» Material provided

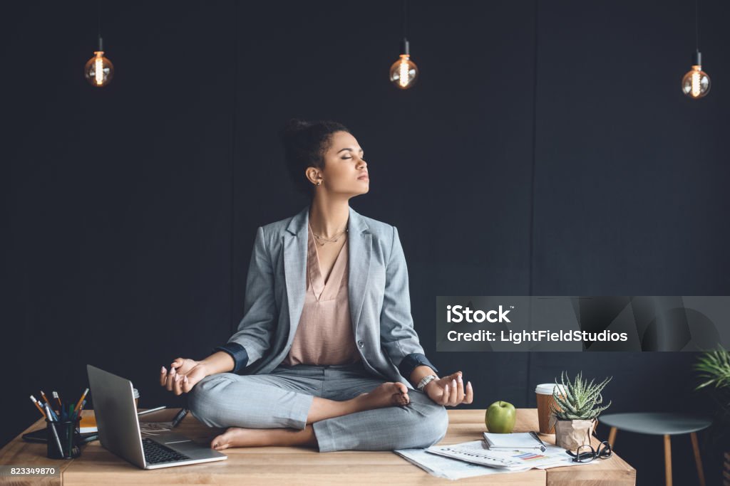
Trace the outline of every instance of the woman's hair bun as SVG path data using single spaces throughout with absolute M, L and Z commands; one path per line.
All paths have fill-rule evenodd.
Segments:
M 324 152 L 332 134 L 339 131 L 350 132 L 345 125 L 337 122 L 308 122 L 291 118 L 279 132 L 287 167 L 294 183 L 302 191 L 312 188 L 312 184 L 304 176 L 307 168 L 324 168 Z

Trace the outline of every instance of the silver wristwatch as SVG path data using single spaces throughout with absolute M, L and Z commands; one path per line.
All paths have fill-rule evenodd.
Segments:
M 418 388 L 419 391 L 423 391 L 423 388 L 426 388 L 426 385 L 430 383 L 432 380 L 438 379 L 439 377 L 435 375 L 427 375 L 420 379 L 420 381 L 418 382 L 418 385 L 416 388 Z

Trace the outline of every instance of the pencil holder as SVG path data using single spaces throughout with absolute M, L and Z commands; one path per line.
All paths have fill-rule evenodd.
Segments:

» The problem
Copy out all the rows above verbatim, leaving out the pictures.

» Response to the task
Trace the outline of every instance of the woman's hair bun as SVG path data using single spaces throughout with absolute M, L and Z commands; one path per line.
All paths have fill-rule evenodd.
Segments:
M 324 152 L 332 134 L 339 131 L 350 132 L 345 125 L 337 122 L 308 122 L 291 118 L 279 132 L 287 167 L 294 183 L 302 191 L 312 188 L 312 184 L 304 176 L 307 168 L 324 168 Z

Trace the outline of every instance of the silver wristwatch as SVG path data using single spaces throughout with absolute M, L and Z commands; one path per line.
All paths have fill-rule evenodd.
Segments:
M 418 388 L 419 391 L 423 391 L 423 388 L 426 388 L 426 385 L 430 383 L 432 380 L 438 379 L 439 377 L 435 375 L 427 375 L 420 379 L 420 381 L 418 382 L 418 385 L 416 388 Z

Trace the outline of every instance of the pencil holder as SVG path data using single spaces throughout with absolute M, L and Z commands; one path per line.
All paths have fill-rule evenodd.
Segments:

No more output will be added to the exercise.